DIRECTIVE: Copy out the article on El Salvador's missing environmental courts in full, word for word.

[SOURCE DOCUMENT start]

Fourteen years have passed since the Environment Law was approved, establishing the creation for agro-environmental courts to hear cases involving contamination and environmental damage, but so far, this has not happened.

The Supreme Court, which would be responsible for creating the new chambers, has failed to create them.

“We still don’t have those courts in El Salvador,” said Lourdes Palacios, a lawmaker with the ruling Farabundo Marti National Liberation Front, or FMLN and a member of the Legislative Assembly’s Environment and Climate Change Committee.

“We’re still waiting,” she said. “There was a project financed by the European Union to train judges on environmental issues so these courts would be set up. We don’t know what happened.”

For its part, the Supreme Court said that the project is still alive but that there is no time-frame.

In the meantime, contamination and environmental damage cases are sent to regular courts.
This is a major problem, environmental and other civil society organizations say, arguing that these cases require specialized courts.

They are proposing that the government reform the law to ensure that environmental damage does not go unpunished.

“There are no appropriate legal procedures to address the issue of environmental justice,” said Ángel Ibarra, president of the Salvadoran Ecological Unity, a nongovernmental organization.

[SOURCE DOCUMENT end]
[GIVEN DATA start]

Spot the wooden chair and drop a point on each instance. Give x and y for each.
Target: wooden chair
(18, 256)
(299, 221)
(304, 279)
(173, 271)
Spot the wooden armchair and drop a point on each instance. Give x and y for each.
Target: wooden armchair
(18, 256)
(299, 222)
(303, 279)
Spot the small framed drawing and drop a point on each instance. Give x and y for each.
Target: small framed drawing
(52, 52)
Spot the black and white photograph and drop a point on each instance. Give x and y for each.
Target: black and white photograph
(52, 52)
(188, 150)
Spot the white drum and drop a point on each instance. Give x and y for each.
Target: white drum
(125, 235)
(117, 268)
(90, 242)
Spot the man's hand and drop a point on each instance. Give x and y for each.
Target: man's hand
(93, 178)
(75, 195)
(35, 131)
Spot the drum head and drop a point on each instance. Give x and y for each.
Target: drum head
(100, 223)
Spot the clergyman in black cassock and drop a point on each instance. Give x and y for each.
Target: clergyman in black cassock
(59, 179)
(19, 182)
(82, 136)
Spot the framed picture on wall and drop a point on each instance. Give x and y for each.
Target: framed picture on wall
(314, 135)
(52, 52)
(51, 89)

[GIVEN DATA end]
[GIVEN DATA start]

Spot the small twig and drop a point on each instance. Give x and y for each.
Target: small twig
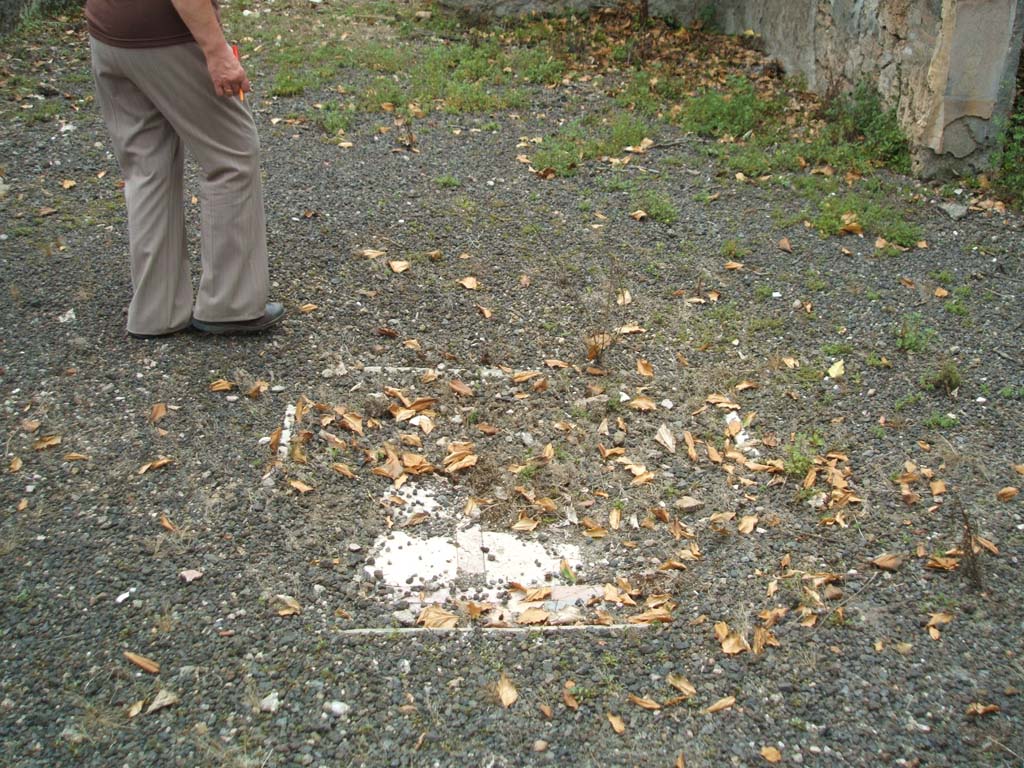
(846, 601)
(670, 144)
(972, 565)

[GIVEN DATA end]
[GIVEN DATA start]

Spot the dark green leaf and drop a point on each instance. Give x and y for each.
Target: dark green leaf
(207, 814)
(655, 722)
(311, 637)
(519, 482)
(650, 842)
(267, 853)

[GIVEN DATA end]

THE REPLY:
Fourteen years have passed since the Environment Law was approved, establishing the creation for agro-environmental courts to hear cases involving contamination and environmental damage, but so far, this has not happened.

The Supreme Court, which would be responsible for creating the new chambers, has failed to create them.

“We still don’t have those courts in El Salvador,” said Lourdes Palacios, a lawmaker with the ruling Farabundo Marti National Liberation Front, or FMLN and a member of the Legislative Assembly’s Environment and Climate Change Committee.

“We’re still waiting,” she said. “There was a project financed by the European Union to train judges on environmental issues so these courts would be set up. We don’t know what happened.”

For its part, the Supreme Court said that the project is still alive but that there is no time-frame.

In the meantime, contamination and environmental damage cases are sent to regular courts.
This is a major problem, environmental and other civil society organizations say, arguing that these cases require specialized courts.

They are proposing that the government reform the law to ensure that environmental damage does not go unpunished.

“There are no appropriate legal procedures to address the issue of environmental justice,” said Ángel Ibarra, president of the Salvadoran Ecological Unity, a nongovernmental organization.